## What you will do
Copy out each line below containing "detecting".

Dataset records
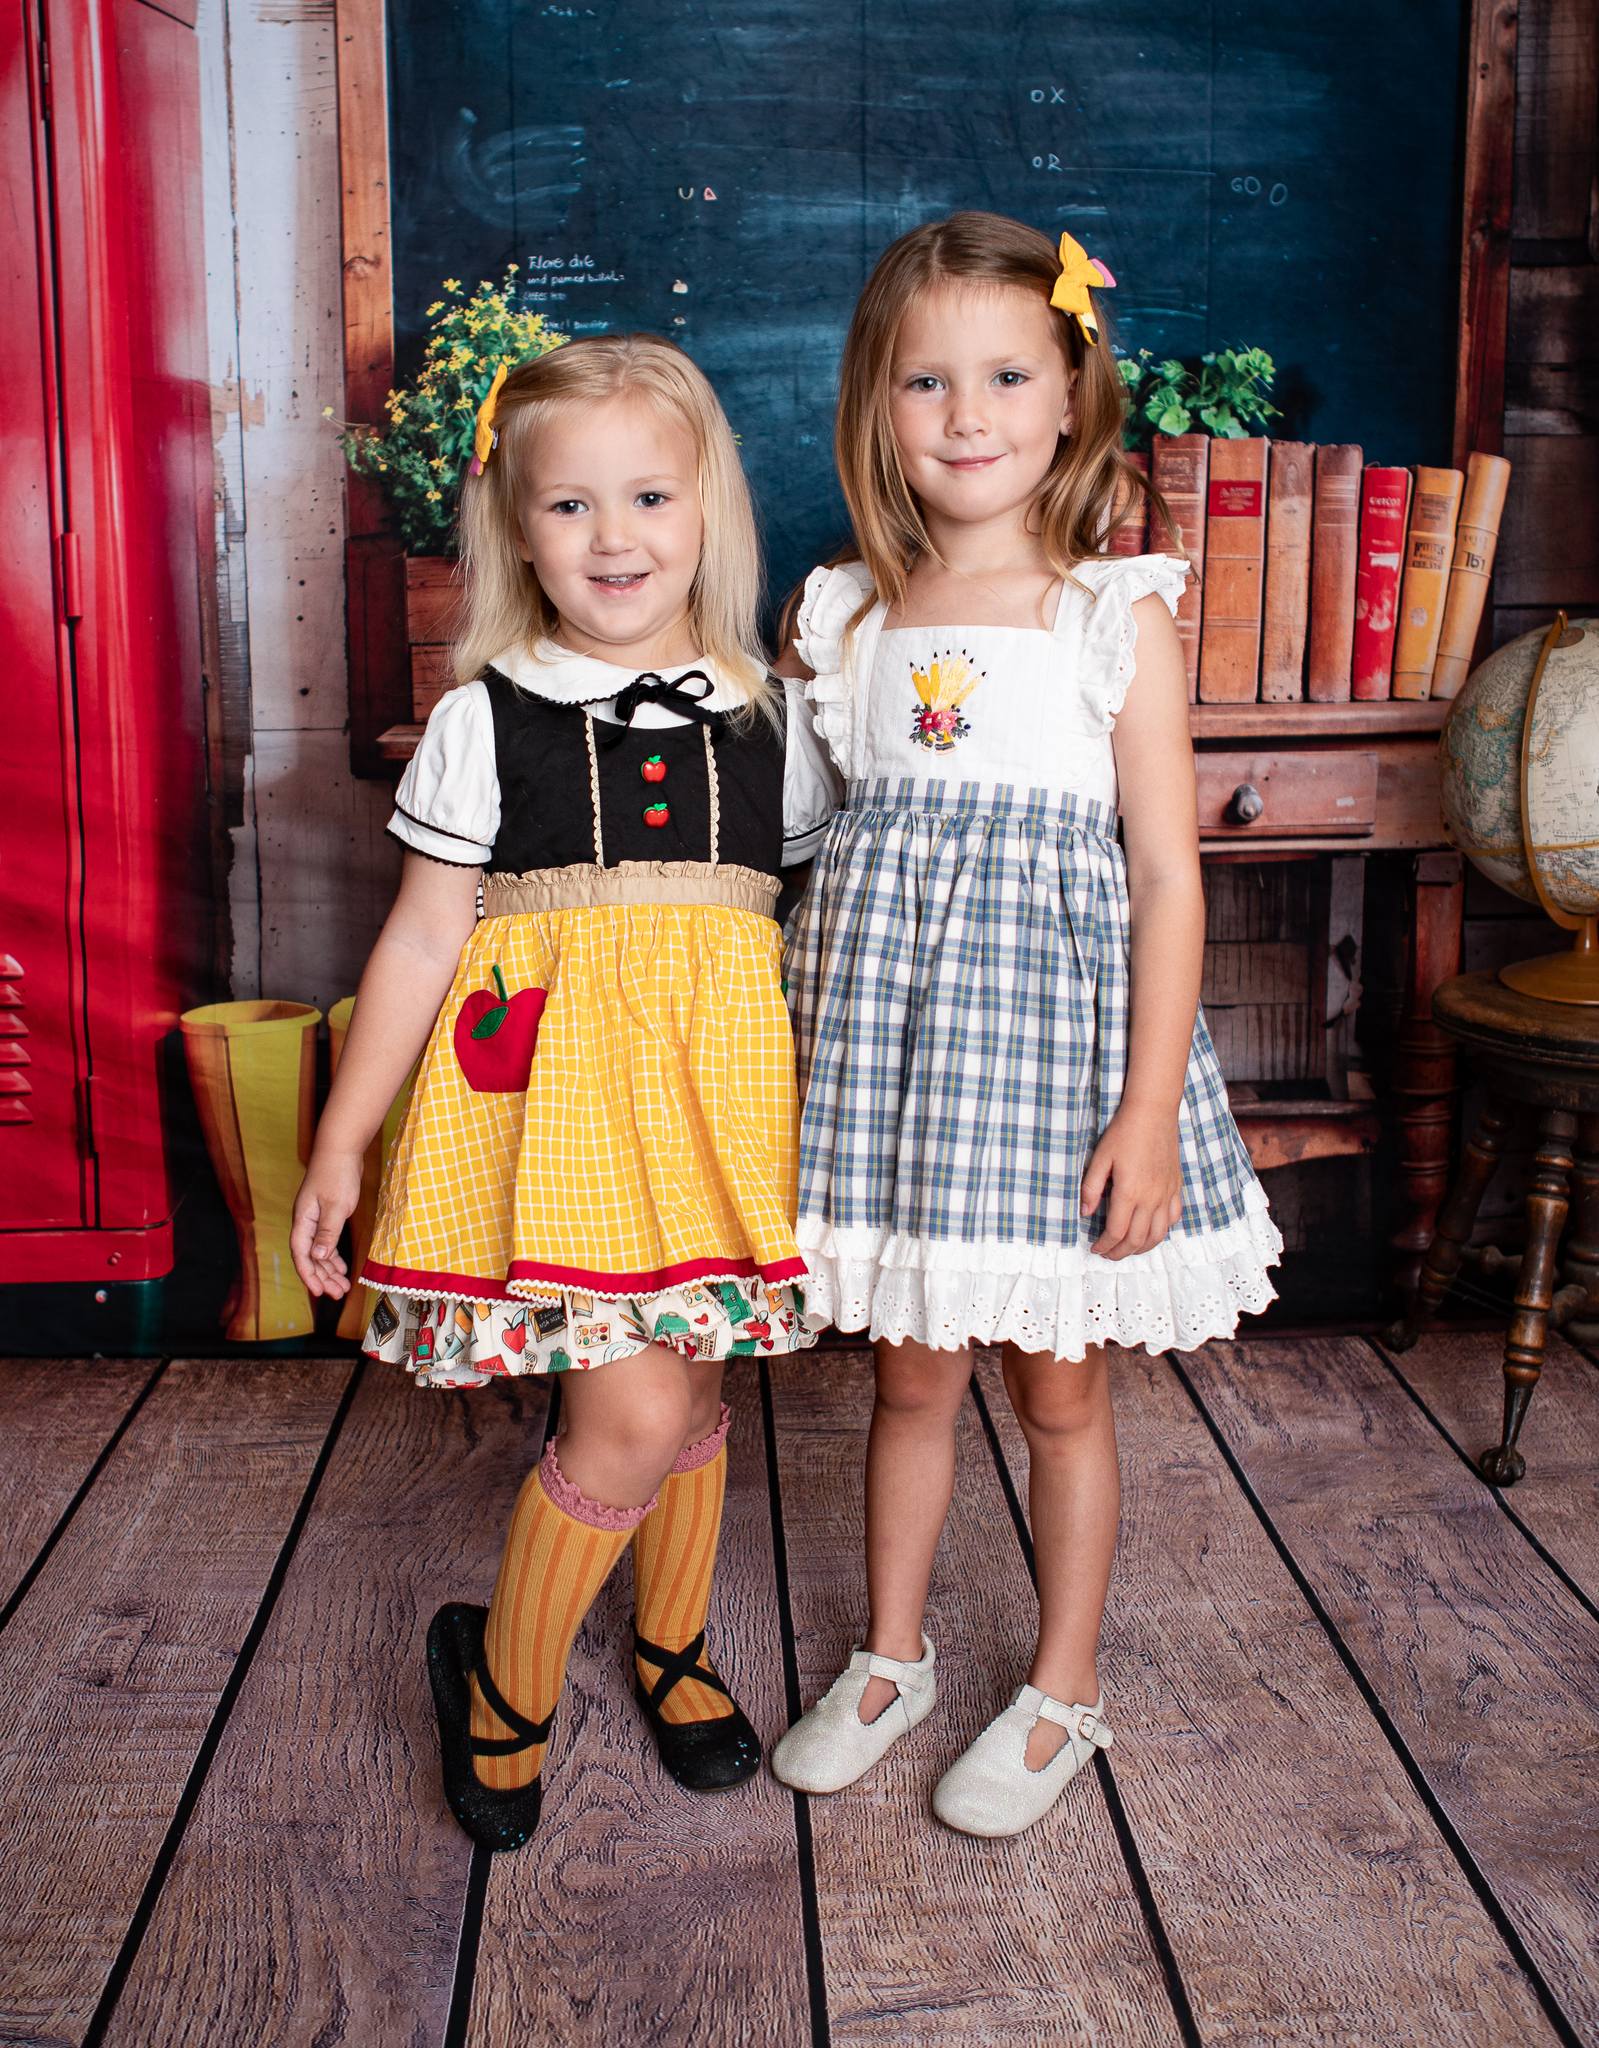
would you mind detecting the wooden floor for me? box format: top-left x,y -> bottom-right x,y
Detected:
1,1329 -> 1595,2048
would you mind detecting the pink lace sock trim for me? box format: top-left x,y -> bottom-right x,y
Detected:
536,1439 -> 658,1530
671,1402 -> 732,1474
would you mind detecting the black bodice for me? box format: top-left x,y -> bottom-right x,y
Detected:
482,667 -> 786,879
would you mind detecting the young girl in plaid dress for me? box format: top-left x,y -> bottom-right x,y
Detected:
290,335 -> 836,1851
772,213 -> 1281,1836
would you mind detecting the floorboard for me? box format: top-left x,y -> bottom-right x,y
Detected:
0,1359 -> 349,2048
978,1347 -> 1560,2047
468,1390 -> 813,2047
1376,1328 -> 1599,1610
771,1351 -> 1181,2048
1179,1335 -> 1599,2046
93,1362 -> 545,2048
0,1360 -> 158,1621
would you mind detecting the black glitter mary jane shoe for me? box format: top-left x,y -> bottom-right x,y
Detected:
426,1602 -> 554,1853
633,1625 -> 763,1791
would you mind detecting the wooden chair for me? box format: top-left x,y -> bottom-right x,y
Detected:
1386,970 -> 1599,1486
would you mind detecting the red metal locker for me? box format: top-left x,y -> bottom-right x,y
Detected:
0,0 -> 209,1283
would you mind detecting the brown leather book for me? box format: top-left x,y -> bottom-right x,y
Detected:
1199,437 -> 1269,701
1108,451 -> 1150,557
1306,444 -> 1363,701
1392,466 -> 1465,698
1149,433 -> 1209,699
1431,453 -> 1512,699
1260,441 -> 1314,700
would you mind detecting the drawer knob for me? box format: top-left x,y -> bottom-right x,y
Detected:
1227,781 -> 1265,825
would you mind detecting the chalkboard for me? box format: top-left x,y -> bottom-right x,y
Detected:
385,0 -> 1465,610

## Response to the task
would you mind detecting the wooden floor for me? box format: top-left x,y -> bottom-right x,y
would you mind detecting the pink lace sock trim for me? box format: top-left x,y -> bottom-right x,y
would you mind detecting the black bodice for me? box format: top-left x,y -> bottom-right x,y
would you mind detecting the young girl in plaid dress for me? box format: top-left x,y -> bottom-right x,y
would you mind detecting the floorboard for me? box format: top-left x,y -> bottom-right x,y
would you mind detecting the black glitter mary jane shoe for me? box format: top-left x,y -> bottom-right x,y
would you mind detecting the wooden chair for me? box format: top-left x,y -> bottom-right x,y
would you mind detecting the red metal locker for me? box format: top-left x,y -> bottom-right x,y
would you mind detecting the brown leather book for me? box format: top-left x,y -> bottom-right x,y
would you mind detecting the drawer knob for me? box format: top-left x,y -> bottom-right x,y
would you mind detecting the chalkboard for me? box format: top-left x,y -> bottom-right x,y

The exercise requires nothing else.